ПИСЬМЕННОЕ ЗАДАНИЕ A —
В каких строках записей ниже встречается слово "cushion"? Найдите все такие строки и перепишите каждую целиком.

ОТРЫВОК ДЛЯ ЧТЕНИЯ —
===

27 октября. История с Пастернаком стоит мне трех лет жизни. Мне так хотелось ему помочь!!! Я предложил ему поехать со мною к Фурцевой — и пусть он расскажет ей все: спокойно, искренне. Пусть скажет, что он возмущен такими статейками, как те, которые печатают о нем антисоветские люди, но что он верит (а он действительно верит!!), что премия присуждена ему за всю его литературную деятельность. Пусть скажет, что он стал жертвой аферистов, издавших его роман против его воли, как он говорит.

Это написано для показа властям.

[Дописано позже другими чернилами. — Е. Ч.]

Дело было так. Пришла в 11 часов Клара Лозовская, моя секретарша, и, прыгая от восторга, сообщила мне, что Пастернаку присуждена премия и что будто бы министр Михайлов уже поздравил его. Уверенный, что советское правительство ничего не имеет против его премии, не догадываясь, что в «Докторе Живаго» есть выпады против советских порядков, — я с Люшей бросился к нему и поздравил его. Он был счастлив, опьянен своей победой и рассказывал, что ночью у него был Всеволод Иваном тоже поздравляя его. Я обнял Б.Л. и расцеловал его от души. Оказалось, что сегодня день рождения его жены. Я поднял бокал за ее здоровье. Тут только я заметил, что рядом с русским фотографом есть два иностранных. Русский фотограф Александр Васильевич Морозов был от Министерства иностранных дел. Он сделал множество снимков. Тут же находилась вдова Тициана Табидзе, которая приехала из Тбилиси, чтобы Б.Л. помог ей продвинуть русское издание стихов ее мужа. Она привезла несколько бутылок чудесного грузинского вина. Никто не предвидел, что нависла катастрофа. Зин. Ник. обсуждала с Табидзе, в каком платье она поедет с «Борей» в Стокгольм получать Нобелевскую премию.

===

ПРЕДОСТАВЛЕННЫЕ ЗАПИСИ —
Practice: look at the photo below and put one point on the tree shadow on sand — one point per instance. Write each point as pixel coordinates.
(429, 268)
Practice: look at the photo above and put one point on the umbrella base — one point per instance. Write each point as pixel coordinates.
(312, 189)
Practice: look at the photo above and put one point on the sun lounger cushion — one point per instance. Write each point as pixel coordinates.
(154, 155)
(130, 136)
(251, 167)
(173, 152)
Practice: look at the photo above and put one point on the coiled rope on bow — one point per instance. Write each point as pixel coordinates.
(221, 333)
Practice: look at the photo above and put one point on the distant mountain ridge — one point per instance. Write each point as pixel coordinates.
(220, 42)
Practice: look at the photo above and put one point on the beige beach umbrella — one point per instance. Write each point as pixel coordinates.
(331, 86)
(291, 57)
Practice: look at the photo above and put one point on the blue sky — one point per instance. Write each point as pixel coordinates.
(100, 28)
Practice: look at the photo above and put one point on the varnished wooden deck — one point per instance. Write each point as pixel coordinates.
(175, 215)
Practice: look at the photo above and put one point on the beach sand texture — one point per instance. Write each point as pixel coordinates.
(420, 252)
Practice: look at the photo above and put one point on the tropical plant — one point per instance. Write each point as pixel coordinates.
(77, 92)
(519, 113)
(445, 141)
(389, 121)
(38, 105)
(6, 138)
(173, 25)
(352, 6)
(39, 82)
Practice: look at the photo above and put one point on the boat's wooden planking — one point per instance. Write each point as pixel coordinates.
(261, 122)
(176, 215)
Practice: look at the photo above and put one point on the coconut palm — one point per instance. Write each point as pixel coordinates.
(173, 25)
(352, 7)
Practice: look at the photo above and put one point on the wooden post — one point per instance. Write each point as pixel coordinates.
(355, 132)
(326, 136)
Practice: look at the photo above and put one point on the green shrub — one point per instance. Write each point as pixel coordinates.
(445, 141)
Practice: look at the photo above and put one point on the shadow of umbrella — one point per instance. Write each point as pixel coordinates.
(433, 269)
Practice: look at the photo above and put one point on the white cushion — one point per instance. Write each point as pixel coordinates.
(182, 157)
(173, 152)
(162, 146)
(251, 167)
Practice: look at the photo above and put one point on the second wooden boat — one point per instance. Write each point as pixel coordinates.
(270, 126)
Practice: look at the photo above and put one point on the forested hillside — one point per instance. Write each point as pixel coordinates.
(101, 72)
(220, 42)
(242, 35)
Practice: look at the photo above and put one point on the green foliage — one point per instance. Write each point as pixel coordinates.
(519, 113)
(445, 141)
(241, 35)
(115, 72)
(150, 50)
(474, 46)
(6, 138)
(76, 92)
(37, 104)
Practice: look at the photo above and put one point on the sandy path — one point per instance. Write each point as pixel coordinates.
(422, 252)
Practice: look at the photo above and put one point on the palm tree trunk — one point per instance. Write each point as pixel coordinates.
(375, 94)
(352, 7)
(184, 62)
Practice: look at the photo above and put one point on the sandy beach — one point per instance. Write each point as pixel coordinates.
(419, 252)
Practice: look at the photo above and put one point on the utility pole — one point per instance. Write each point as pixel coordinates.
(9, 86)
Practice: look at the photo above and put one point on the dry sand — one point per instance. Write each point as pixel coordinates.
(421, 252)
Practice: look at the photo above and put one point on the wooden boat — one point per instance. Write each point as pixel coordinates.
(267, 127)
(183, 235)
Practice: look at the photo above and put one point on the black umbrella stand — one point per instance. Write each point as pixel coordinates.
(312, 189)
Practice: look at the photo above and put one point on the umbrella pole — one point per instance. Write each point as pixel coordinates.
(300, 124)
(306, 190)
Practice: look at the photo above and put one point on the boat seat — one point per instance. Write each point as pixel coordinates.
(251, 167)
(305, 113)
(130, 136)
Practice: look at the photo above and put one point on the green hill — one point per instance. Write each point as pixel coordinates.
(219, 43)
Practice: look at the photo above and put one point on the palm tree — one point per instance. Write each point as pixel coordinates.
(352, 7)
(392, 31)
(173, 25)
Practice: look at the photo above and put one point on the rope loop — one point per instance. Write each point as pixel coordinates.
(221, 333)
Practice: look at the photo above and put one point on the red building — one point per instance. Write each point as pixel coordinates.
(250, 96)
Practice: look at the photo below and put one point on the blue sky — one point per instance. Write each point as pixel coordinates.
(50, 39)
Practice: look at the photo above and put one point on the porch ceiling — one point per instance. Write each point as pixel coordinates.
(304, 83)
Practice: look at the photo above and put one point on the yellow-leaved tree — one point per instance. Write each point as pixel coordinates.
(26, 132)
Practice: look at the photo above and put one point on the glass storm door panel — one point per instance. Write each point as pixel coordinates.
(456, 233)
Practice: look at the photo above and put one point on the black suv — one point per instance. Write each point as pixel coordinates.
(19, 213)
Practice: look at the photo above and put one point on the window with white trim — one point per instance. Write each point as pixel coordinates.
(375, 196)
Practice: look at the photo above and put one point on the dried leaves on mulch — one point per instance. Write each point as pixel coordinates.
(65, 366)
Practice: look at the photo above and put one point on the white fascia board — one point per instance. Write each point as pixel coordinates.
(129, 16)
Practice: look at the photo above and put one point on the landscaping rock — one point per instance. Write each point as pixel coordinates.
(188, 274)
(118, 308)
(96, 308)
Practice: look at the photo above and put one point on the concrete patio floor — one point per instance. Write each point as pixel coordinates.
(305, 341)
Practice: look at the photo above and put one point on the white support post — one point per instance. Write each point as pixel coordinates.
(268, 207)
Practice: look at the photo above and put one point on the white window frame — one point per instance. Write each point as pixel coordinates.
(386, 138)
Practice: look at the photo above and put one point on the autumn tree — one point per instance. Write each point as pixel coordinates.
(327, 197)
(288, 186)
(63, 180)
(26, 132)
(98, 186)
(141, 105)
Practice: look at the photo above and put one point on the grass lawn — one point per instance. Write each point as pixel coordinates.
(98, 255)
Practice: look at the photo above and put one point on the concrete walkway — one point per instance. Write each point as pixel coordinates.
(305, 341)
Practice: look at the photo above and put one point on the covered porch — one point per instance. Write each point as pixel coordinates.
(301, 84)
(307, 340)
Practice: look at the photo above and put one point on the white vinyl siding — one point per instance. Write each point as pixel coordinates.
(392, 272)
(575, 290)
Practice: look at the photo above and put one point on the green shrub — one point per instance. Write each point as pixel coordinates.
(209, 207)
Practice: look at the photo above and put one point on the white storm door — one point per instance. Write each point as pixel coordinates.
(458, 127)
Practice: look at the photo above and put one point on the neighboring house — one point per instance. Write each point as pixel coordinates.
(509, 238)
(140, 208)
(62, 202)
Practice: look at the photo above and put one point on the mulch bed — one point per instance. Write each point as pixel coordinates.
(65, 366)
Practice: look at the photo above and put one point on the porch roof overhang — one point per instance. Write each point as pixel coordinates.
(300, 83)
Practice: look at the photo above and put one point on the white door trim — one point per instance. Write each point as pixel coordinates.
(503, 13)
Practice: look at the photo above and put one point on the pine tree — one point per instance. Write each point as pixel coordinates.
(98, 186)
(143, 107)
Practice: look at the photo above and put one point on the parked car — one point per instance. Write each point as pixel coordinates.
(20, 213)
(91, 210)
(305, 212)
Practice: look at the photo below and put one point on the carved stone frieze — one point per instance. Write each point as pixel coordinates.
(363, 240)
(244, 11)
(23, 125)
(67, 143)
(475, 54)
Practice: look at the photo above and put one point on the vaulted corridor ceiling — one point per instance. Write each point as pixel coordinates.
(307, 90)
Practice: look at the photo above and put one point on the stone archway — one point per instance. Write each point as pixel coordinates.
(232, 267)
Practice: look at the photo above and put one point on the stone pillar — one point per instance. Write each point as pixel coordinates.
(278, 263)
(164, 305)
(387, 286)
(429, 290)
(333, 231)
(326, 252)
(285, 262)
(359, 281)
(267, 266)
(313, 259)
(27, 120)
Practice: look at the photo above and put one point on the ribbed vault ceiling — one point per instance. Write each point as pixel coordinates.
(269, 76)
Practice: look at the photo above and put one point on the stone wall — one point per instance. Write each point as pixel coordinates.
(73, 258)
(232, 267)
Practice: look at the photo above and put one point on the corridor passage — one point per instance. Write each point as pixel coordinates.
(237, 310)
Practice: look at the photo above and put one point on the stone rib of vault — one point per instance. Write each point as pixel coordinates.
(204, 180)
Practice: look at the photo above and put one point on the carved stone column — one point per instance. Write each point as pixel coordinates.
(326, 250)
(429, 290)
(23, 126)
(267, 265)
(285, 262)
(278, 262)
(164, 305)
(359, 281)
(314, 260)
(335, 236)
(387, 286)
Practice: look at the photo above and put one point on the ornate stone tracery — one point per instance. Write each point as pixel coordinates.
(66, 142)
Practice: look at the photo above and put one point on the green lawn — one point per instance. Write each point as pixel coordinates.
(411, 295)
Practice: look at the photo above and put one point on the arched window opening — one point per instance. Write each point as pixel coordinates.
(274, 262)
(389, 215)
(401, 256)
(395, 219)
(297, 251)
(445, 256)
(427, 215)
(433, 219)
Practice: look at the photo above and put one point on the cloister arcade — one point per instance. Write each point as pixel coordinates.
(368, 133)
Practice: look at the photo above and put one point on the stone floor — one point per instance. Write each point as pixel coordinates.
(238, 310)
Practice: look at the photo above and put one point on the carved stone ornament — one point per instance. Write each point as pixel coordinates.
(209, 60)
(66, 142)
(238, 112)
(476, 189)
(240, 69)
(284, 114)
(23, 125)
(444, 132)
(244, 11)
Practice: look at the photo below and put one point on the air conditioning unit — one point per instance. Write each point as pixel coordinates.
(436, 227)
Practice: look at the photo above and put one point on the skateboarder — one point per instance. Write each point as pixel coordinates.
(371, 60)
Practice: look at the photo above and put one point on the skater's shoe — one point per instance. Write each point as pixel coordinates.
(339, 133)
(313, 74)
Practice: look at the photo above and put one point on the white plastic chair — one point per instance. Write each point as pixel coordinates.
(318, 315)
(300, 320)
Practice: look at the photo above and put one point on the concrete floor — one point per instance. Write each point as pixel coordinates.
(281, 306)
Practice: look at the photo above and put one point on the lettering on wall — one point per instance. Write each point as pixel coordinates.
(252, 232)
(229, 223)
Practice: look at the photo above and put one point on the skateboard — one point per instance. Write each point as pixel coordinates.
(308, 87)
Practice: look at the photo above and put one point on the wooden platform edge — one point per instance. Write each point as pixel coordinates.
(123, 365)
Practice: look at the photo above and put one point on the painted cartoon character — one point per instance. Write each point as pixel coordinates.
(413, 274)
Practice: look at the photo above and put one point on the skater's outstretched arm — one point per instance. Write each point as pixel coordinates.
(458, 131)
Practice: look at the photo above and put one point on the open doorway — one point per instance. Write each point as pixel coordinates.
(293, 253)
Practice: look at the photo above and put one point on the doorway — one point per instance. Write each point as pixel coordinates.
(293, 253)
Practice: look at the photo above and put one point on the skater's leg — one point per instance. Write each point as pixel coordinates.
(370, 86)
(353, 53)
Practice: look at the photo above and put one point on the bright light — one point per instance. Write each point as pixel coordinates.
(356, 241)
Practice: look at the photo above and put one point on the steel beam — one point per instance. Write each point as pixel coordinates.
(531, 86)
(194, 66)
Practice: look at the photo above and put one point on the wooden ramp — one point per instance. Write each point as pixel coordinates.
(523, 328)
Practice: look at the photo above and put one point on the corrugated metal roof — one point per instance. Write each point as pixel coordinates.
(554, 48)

===

ПИСЬМЕННОЕ ЗАДАНИЕ B —
Продублируйте из отрывка о Пастернаке выше всё, начиная со слов "27 октября. История" и вниз до слов "как он говорит." включительно, ничего не меняя.

ПОЛНЫЙ ОТВЕТ A —
Practice: look at the photo above and put one point on the sun lounger cushion — one point per instance. Write each point as pixel coordinates.
Practice: look at the photo above and put one point on the white cushion — one point per instance. Write each point as pixel coordinates.

ПОЛНЫЙ ОТВЕТ B —
27 октября. История с Пастернаком стоит мне трех лет жизни. Мне так хотелось ему помочь!!! Я предложил ему поехать со мною к Фурцевой — и пусть он расскажет ей все: спокойно, искренне. Пусть скажет, что он возмущен такими статейками, как те, которые печатают о нем антисоветские люди, но что он верит (а он действительно верит!!), что премия присуждена ему за всю его литературную деятельность. Пусть скажет, что он стал жертвой аферистов, издавших его роман против его воли, как он говорит.